* [Records shown]
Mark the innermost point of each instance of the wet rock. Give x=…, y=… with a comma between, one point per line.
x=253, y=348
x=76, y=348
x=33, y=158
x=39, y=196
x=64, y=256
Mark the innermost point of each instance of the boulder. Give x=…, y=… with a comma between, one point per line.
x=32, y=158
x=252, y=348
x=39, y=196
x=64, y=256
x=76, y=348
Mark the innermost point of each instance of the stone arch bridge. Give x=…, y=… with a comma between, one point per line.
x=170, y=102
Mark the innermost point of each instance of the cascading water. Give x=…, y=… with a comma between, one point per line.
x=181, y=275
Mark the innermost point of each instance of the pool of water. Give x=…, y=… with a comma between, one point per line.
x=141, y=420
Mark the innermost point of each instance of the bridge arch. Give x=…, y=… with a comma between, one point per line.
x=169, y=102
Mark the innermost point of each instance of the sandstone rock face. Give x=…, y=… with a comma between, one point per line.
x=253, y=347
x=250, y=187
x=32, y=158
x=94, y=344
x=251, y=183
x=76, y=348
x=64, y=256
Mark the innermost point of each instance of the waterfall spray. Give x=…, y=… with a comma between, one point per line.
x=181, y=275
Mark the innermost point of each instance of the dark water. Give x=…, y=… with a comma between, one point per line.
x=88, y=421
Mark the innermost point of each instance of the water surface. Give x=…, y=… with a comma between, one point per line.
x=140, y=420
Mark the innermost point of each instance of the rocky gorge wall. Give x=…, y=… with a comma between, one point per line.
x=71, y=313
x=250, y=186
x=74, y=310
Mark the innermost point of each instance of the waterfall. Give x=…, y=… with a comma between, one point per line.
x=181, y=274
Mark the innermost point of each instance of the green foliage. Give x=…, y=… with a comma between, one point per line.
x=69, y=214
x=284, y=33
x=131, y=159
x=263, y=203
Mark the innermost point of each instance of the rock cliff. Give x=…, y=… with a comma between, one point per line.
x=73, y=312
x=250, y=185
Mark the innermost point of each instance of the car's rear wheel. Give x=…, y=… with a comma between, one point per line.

* [Problem] What's needed is every entry, returned word for word.

* [Written reply]
Mark the innermost point of each instance of the wet rock. Give x=…, y=… with a comma between, one point per line.
x=253, y=348
x=76, y=348
x=33, y=158
x=39, y=196
x=64, y=256
Mark the innermost point of each instance of the boulder. Give x=…, y=… with a comma between, one point per line.
x=32, y=158
x=252, y=348
x=39, y=196
x=64, y=256
x=76, y=348
Mark the innermost point of each instance of the stone arch bridge. Give x=…, y=… with a comma between, one point per line.
x=170, y=102
Mark the innermost point of each instance of the cascading water. Give x=…, y=… with a comma between, one point per line.
x=181, y=275
Mark the innermost point of each instance of the pool of water. Give x=…, y=… with a comma between, one point per line.
x=141, y=420
Mark the innermost point of each instance of the bridge arch. Give x=…, y=… with a comma between, one point per line.
x=169, y=102
Mark the innermost point of each instance of the sandstone rock face. Give x=…, y=… with a comma between, one point per line.
x=253, y=347
x=250, y=187
x=32, y=158
x=94, y=344
x=251, y=183
x=76, y=348
x=64, y=256
Mark the innermost point of each instance of the waterfall spray. Give x=…, y=… with a comma between, one point per line.
x=181, y=275
Mark the innermost point of each instance of the dark water. Give x=…, y=… with a comma between, one point per line.
x=88, y=421
Mark the innermost point of each instance of the water surface. Give x=…, y=… with a comma between, one point per line.
x=140, y=420
Mark the innermost point of each instance of the rocky gorge wall. Give x=…, y=… with a comma between, one point per line.
x=71, y=313
x=250, y=186
x=74, y=310
Mark the innermost point of each instance of the waterfall. Give x=…, y=… with a comma between, one point per line.
x=181, y=274
Mark the innermost point of each instance of the green foliage. Give x=…, y=… with a comma between, one point per line.
x=69, y=214
x=284, y=33
x=131, y=159
x=263, y=203
Mark the innermost point of each instance of the rock cliff. Give x=…, y=… with a comma between, one point per line.
x=73, y=312
x=250, y=185
Mark the innermost point of each instance of the car's rear wheel. Give x=…, y=… with a comma between, one point per line.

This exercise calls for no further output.